=== Given problem ===
Copy out the records below word for word, leaving out the pictures.

>>

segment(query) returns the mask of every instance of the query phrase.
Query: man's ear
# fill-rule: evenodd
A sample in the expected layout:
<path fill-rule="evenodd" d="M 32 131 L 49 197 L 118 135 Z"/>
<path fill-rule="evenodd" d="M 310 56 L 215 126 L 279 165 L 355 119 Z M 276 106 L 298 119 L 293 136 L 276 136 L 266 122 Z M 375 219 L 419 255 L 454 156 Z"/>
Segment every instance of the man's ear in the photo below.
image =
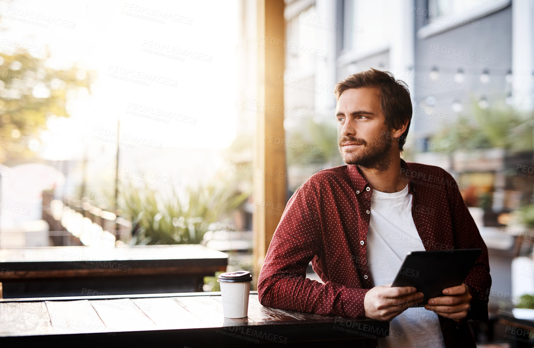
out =
<path fill-rule="evenodd" d="M 409 123 L 410 120 L 409 120 L 403 123 L 402 126 L 400 128 L 394 128 L 392 129 L 391 138 L 393 139 L 399 138 L 404 133 L 404 132 L 406 131 L 406 129 L 408 128 L 408 123 Z"/>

<<

=== Written answer ===
segment(query) returns the mask of every instance of the query phrase.
Query: man's ear
# fill-rule: evenodd
A sample in the expected layout:
<path fill-rule="evenodd" d="M 32 131 L 49 197 L 118 135 Z"/>
<path fill-rule="evenodd" d="M 310 56 L 215 126 L 279 165 L 355 119 Z M 276 106 L 298 119 L 293 136 L 276 136 L 266 122 Z M 375 219 L 419 255 L 454 156 Z"/>
Segment every instance of the man's ear in the photo below.
image =
out =
<path fill-rule="evenodd" d="M 409 123 L 410 120 L 409 120 L 403 123 L 402 126 L 400 128 L 394 128 L 392 129 L 391 138 L 393 139 L 399 138 L 404 133 L 404 132 L 406 131 L 406 129 L 408 128 L 408 123 Z"/>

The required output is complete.